■ TASK OBJECTIVE ■
Transcribe the whole listing below. Pictures do not go in the copy.

■ EXERCISE DATA ■
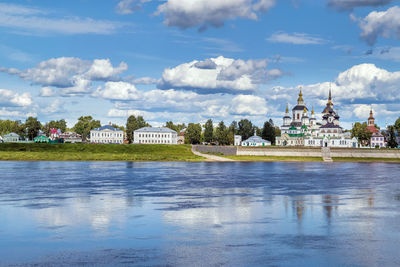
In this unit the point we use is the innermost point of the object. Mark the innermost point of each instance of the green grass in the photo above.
(395, 160)
(273, 158)
(96, 152)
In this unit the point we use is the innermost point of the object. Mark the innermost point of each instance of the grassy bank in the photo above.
(96, 152)
(394, 160)
(273, 158)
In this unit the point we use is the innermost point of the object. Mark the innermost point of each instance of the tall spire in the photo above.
(330, 96)
(300, 100)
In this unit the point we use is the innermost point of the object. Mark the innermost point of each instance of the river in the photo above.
(199, 214)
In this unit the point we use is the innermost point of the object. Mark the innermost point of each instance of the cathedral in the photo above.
(302, 130)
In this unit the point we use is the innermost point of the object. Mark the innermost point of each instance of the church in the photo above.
(302, 130)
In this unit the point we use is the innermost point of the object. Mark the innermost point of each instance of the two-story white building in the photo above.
(107, 135)
(152, 135)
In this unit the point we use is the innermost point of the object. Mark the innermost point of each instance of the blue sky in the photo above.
(191, 60)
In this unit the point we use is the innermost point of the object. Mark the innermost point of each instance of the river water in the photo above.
(199, 214)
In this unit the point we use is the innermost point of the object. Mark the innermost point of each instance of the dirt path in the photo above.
(211, 157)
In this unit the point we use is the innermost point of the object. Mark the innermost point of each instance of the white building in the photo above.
(256, 141)
(238, 140)
(302, 131)
(107, 135)
(152, 135)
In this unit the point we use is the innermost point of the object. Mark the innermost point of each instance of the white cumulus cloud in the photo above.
(11, 98)
(380, 23)
(117, 91)
(225, 75)
(295, 38)
(203, 13)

■ RESPONSE AREA ■
In this unit the point we use is the innermost point of the object. Mark the innermost point of each instance of the green grass in the photo above.
(395, 160)
(273, 158)
(96, 152)
In this unit the point we use is the innermost point of the object. Mark the innermost point of each instance of the grassy bank in the photo above.
(96, 152)
(394, 160)
(273, 158)
In this unit the point we use is the innermost point of the object. Mark the innermost point of each instance of the tall spire in the photo above.
(330, 96)
(300, 100)
In this unit the point we use is the innermost point of the object. Mark the innermost point of each instance of the river in the photo above.
(199, 214)
In this unit the point we use is the innermost point of the object. Mark the innermost point of each instance of the cathedral in the photo above.
(302, 130)
In this unit the point we use is the innermost point of the object. Mark the innermost point of each instance of the church in the photo above.
(302, 130)
In this unit the point we use is the innermost point of the object. Mark the innermost point of each instance of the two-story white building in the photo above.
(107, 135)
(152, 135)
In this unit the point we use is the innermost point of the object. Mark the innermost point of each instance of the blue sky in the photo above.
(191, 60)
In this unit the point we use is the innermost point of the object. Mark the innermost point of each instance of the river water in the photo above.
(199, 214)
In this unit the point we use is the innermost point of the object. Mark the innermost point of each instance of the dirt path in the photo above.
(211, 157)
In this unit the point we use is the innermost point of the object. Mark the innermost point of each instance of the white building in the photo above.
(256, 141)
(238, 140)
(302, 131)
(107, 135)
(152, 135)
In this unit the point we use is the innermost point of the object. Mark the innermost point of each instance of the white cumulus cloud in the photo above.
(11, 98)
(380, 23)
(117, 91)
(225, 75)
(295, 38)
(203, 13)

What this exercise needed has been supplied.